◆ **GOAL OF THE EXERCISE**
Copy the lines below word for word, from the line containing "Expected content: young" down through the line containing "126 62 137 81", with both of those lines included.

A run of items:

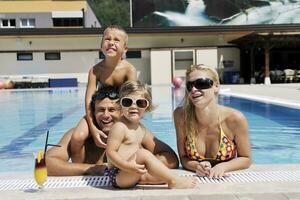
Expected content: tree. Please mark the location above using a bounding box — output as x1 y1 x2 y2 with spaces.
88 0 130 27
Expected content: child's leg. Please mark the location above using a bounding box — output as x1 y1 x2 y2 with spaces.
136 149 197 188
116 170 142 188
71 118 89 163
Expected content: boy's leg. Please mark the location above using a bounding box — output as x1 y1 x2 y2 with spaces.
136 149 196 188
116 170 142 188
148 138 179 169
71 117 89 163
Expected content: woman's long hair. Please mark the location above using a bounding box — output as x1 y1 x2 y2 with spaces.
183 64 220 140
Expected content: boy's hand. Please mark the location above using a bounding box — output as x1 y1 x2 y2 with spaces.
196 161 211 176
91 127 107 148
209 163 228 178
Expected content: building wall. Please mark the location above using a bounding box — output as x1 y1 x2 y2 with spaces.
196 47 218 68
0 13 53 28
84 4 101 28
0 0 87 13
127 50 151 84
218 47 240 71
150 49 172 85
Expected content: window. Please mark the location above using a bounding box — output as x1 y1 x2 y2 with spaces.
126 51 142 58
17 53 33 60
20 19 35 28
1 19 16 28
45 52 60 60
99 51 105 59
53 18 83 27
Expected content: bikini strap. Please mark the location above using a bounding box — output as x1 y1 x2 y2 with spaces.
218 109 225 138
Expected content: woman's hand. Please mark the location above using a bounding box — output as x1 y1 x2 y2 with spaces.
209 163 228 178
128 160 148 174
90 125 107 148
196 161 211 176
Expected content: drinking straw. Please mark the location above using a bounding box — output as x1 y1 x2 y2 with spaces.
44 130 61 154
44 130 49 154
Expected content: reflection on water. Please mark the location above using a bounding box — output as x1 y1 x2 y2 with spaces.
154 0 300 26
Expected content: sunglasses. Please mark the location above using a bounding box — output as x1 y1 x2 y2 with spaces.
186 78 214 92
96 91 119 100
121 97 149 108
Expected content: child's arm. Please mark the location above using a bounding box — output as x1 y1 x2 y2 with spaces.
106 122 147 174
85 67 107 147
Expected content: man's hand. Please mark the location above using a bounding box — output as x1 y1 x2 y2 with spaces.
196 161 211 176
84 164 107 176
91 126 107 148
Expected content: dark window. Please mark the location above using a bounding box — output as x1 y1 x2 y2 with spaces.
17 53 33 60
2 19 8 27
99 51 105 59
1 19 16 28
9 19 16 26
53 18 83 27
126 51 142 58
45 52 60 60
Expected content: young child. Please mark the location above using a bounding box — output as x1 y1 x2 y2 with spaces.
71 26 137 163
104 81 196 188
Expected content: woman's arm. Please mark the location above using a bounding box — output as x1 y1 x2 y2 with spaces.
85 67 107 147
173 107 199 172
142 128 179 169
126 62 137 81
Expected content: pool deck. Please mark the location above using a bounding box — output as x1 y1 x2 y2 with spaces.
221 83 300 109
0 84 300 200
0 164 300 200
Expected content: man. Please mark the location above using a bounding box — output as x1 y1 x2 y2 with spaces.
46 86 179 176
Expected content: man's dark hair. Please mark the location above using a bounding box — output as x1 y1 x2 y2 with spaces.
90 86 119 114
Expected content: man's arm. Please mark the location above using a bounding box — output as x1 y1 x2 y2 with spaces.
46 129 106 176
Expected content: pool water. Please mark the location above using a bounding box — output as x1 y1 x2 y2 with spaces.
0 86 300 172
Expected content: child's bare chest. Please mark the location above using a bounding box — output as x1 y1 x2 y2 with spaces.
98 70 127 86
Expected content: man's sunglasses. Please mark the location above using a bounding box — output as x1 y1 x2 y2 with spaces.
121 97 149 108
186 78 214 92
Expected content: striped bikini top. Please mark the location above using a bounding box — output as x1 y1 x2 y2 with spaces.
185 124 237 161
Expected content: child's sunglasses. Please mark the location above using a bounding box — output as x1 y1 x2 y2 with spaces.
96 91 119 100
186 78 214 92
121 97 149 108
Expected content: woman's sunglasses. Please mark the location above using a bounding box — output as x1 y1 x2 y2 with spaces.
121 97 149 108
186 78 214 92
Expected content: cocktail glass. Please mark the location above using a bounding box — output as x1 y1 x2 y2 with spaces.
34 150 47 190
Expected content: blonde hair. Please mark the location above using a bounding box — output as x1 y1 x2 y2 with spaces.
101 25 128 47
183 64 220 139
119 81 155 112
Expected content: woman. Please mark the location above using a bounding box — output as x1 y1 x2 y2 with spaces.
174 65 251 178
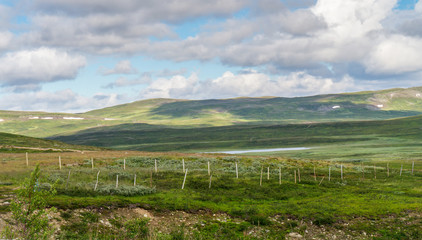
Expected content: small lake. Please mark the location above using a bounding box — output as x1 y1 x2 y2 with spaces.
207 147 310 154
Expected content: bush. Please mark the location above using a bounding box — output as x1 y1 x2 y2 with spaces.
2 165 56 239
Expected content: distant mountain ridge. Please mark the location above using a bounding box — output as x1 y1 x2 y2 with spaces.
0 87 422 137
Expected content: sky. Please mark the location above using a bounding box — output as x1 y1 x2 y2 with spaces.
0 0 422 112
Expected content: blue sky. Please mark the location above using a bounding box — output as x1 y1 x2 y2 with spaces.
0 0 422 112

* * *

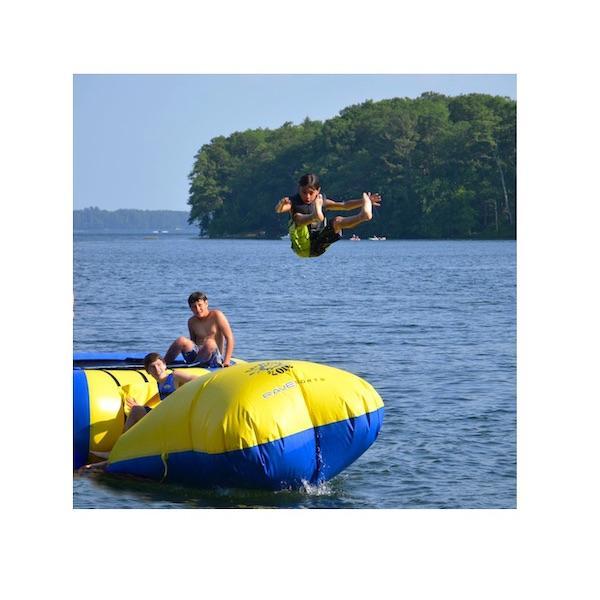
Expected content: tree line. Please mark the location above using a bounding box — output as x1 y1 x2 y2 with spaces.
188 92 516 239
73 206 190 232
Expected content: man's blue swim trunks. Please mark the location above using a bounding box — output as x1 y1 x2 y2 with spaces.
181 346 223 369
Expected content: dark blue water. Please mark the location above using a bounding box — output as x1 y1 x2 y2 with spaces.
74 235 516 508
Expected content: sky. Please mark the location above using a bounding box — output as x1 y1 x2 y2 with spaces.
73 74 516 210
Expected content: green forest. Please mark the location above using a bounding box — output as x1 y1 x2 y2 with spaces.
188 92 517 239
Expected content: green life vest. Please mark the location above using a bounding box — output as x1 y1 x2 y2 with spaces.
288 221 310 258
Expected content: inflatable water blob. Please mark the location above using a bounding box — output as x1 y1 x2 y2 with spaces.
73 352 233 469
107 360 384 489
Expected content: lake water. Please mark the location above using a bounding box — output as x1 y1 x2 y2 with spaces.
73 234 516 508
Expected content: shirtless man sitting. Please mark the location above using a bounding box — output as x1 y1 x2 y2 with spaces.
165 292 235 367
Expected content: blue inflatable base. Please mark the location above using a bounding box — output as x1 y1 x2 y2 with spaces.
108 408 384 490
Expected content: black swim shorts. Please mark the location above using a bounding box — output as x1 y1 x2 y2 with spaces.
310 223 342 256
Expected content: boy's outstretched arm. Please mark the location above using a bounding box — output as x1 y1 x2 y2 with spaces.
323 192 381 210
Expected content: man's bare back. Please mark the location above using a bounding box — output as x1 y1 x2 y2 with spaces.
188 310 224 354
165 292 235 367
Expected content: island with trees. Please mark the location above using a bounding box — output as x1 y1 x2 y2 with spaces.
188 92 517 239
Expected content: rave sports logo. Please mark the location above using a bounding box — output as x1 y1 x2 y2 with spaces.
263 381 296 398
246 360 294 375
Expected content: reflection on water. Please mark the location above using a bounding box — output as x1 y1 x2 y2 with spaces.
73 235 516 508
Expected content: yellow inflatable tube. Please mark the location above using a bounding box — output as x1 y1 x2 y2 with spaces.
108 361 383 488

◆ **CORRECT OUTPUT**
Expected content: young child. Please mark the location above using a bounding box — output as x1 y1 x2 y2 with spaces.
71 26 137 163
104 81 196 188
Expected content: woman's arm. Please mark the location above using a bounding box — output as x1 y1 x2 y2 with spaces.
85 67 107 147
173 107 199 172
142 128 179 169
126 62 137 81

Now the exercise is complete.